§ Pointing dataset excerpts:
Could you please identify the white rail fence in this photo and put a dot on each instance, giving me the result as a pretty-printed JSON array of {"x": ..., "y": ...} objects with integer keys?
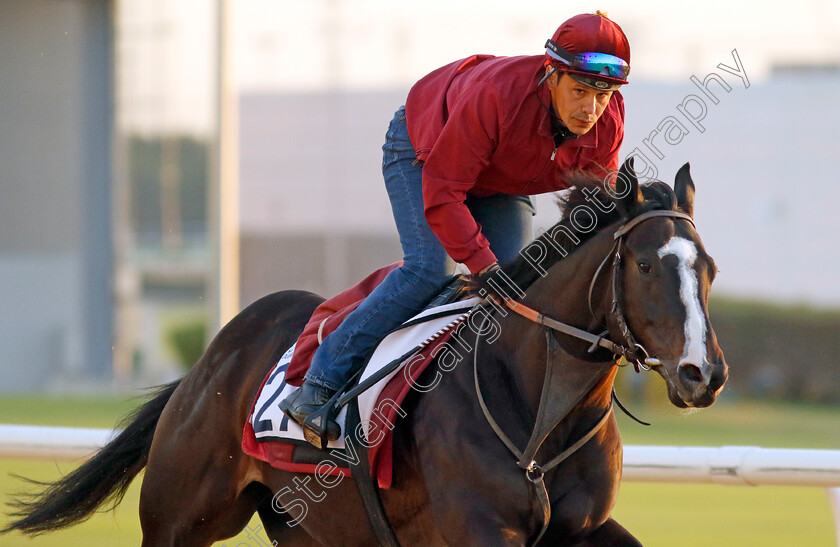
[{"x": 730, "y": 465}]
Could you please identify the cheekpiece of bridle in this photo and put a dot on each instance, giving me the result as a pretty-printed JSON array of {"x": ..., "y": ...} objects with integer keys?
[{"x": 632, "y": 350}]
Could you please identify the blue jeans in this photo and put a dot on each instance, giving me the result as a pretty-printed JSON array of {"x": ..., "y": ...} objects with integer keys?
[{"x": 505, "y": 221}]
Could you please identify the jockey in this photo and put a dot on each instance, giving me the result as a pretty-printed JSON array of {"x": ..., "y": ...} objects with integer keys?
[{"x": 474, "y": 140}]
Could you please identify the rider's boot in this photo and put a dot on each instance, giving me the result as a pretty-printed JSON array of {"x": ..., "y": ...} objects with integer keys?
[{"x": 311, "y": 406}]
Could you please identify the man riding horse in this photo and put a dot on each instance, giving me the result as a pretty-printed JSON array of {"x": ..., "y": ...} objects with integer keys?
[{"x": 474, "y": 140}]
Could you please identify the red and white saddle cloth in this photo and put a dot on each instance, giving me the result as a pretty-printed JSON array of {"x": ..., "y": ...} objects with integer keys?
[{"x": 271, "y": 436}]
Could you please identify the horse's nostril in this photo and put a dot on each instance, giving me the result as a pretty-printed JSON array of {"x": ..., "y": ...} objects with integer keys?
[{"x": 690, "y": 374}]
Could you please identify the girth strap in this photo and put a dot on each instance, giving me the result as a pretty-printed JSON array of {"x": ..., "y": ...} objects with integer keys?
[
  {"x": 360, "y": 470},
  {"x": 533, "y": 471}
]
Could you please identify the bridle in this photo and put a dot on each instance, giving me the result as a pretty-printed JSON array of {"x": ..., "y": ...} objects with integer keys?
[{"x": 631, "y": 350}]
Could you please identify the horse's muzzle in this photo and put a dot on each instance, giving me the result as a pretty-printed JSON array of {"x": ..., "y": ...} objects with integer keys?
[{"x": 699, "y": 385}]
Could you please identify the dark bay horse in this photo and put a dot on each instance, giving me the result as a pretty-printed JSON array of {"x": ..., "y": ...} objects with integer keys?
[{"x": 630, "y": 267}]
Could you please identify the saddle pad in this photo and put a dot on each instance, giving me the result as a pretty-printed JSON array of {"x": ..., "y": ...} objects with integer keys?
[{"x": 272, "y": 437}]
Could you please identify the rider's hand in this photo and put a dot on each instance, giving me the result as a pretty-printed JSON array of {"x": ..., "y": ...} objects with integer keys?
[{"x": 481, "y": 280}]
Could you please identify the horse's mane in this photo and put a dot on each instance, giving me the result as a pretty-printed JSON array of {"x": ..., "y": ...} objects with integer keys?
[{"x": 563, "y": 238}]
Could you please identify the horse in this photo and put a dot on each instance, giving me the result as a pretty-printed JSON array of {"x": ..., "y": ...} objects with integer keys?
[{"x": 623, "y": 266}]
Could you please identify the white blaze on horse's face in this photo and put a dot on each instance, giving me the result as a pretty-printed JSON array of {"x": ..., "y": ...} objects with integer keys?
[{"x": 694, "y": 350}]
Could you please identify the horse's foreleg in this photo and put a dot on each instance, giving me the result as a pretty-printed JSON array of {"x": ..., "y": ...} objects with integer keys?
[{"x": 610, "y": 534}]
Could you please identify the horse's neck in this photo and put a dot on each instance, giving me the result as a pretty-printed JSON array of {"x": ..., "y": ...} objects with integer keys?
[{"x": 563, "y": 295}]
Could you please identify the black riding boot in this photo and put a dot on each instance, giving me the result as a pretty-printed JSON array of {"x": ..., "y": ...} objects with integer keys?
[{"x": 308, "y": 407}]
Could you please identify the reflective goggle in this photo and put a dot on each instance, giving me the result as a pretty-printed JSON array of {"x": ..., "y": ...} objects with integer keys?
[{"x": 595, "y": 63}]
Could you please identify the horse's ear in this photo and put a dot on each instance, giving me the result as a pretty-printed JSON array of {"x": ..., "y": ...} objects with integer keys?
[
  {"x": 627, "y": 186},
  {"x": 684, "y": 188}
]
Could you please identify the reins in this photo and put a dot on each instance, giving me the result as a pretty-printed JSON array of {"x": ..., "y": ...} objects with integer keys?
[{"x": 631, "y": 350}]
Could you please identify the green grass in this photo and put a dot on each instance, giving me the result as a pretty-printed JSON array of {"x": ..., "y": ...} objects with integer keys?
[{"x": 659, "y": 514}]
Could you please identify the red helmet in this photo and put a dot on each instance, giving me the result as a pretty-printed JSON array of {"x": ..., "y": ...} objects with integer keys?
[{"x": 592, "y": 49}]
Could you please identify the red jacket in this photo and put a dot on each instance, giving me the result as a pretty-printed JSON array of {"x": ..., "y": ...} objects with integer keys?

§ Task to carry out: Each entry should be repeated exactly as it appears; the pictures stay out.

§ Result:
Could you please identify the white rail fence in this photo and put a dot on each instance, giving me the result as a pretty-printed JSON array of {"x": ..., "y": ...} objects with integer keys?
[{"x": 730, "y": 465}]
Could you please identify the cheekpiece of bridle in this photo and put a dot on each instance, giving me the result as a pretty-printed JSON array of {"x": ..., "y": ...} objects with integer keys?
[{"x": 632, "y": 350}]
Could you please identify the blue jeans in this photo and put a dot on each instance, giving me the result as a pretty-printed JSON array of {"x": ..., "y": ...} objects with integer keys?
[{"x": 505, "y": 221}]
Could you please identify the jockey in this photo and put a dot on each instance, giving me the result as a pretty-printed JSON array of {"x": ..., "y": ...} objects with integer keys?
[{"x": 474, "y": 140}]
Could you please identify the rider's boot in this photo and put a dot on each instance, giving me the result as a pretty-printed JSON array of {"x": ..., "y": ...} objects with integer keys?
[{"x": 311, "y": 406}]
Could you please identify the man riding horse in this photo and put a dot on each instance, giving me the result as a pretty-printed JSON array of {"x": ..., "y": ...} objects with integer keys?
[{"x": 474, "y": 140}]
Could you please identify the red and white saddle cloth in this photo and put a dot on each instance, giving me the result as a pretty-printed JSON array of {"x": ..., "y": ...} objects with integer keys?
[{"x": 271, "y": 436}]
Could you please identify the horse's nostril in this photo and put a dot on each instance, giving me the result as a pretty-printed JSON array of {"x": ..., "y": ...} objects with integer keys?
[{"x": 690, "y": 374}]
Could you please identify the girth strap in this photo and put a dot on each instance, giving me the result as a pretty-printed JSON array of {"x": ..., "y": ...} objects with integer keys?
[
  {"x": 360, "y": 470},
  {"x": 533, "y": 471}
]
Could you please identify the bridle in this photo and put a dot on each instance, giving me the result as a pretty-printed JSON array of {"x": ..., "y": ...} objects with integer keys?
[{"x": 631, "y": 350}]
Could you please identify the horse's muzzle in this photo and put a dot on each instance, giving me the result as a pretty-printed JSON array of {"x": ..., "y": ...} objects with integer keys?
[{"x": 699, "y": 385}]
Could you please identify the dark bay horse in this photo and put a dot on each instance, giving me the result as a pretty-printed JSON array of {"x": ..., "y": ...} objects with integer keys?
[{"x": 630, "y": 267}]
Could you please identify the saddle pad in this photo and put a dot on each instance, giving me the result as a pretty-printed JSON array of {"x": ..., "y": ...} objects with integer keys?
[{"x": 272, "y": 437}]
Could you please identify the rider's hand in this photo and put a dot on each instance, giving me the result as a pretty-printed JSON array of {"x": ..., "y": ...} objects with integer keys?
[{"x": 481, "y": 280}]
Could you please identify the horse's mane in this photo and put a dot on each instance, giving me the result as a pretty-printed JSON array of {"x": ..., "y": ...} objects with integer keys?
[{"x": 563, "y": 238}]
Could you please identify the horse in this photo and put a dot on each instance, giving me the result as a pretty-printed JSON array of {"x": ..., "y": ...} objects with integer keys?
[{"x": 623, "y": 266}]
Could you please identify the white blaze on horse's face in this photo and put a dot on each instance, giving me the result as a pretty-printed JSON array of {"x": ..., "y": ...} objects with integer keys?
[{"x": 694, "y": 350}]
Could you please identify the horse's foreleg in this photo and put a dot on each instance, giving me the result as a pretty-printed JSON array of {"x": ..., "y": ...} objects with integer keys?
[{"x": 610, "y": 534}]
Could you please identify the horse's neck in this photo and put a dot on each instance, giving me the result as a pretty-printed JSON array of {"x": ..., "y": ...} objects with integer keys?
[{"x": 563, "y": 295}]
Could you please identify the black riding boot in this photo and put a dot on each instance, giving me the result as a pretty-printed JSON array of {"x": ..., "y": ...} objects with integer keys?
[{"x": 308, "y": 407}]
Could you please identify the reflective goggle in this photo and put a dot on each instance, giving me the result as a pretty-printed JSON array of {"x": ..., "y": ...} objects with integer keys?
[{"x": 595, "y": 63}]
Could you please identify the horse's ear in this photo and put a dot on each instance, giving me the result as a pretty-printed JSON array of {"x": ..., "y": ...} objects with integer keys?
[
  {"x": 627, "y": 186},
  {"x": 684, "y": 188}
]
Could you please identify the reins in this photo and put a dot on each instance, giving me the result as a pretty-printed JSON array of {"x": ..., "y": ...} objects with integer keys?
[{"x": 631, "y": 350}]
Could you please identify the green grass in this photo and put a dot on each instance, giving me the result as a pretty-printed JSON array of {"x": ..., "y": ...} objects with integer keys?
[{"x": 659, "y": 514}]
Could you please identify the red helmet in this photo and put a dot on each instance, giving me the result as a pretty-printed JSON array of {"x": ..., "y": ...} objects with integer keys?
[{"x": 592, "y": 49}]
Could you please identify the red jacket in this photo and put a dot on each instance, giving me the result as a pretty-printed JSON array of {"x": ..., "y": ...} objects with integer keys?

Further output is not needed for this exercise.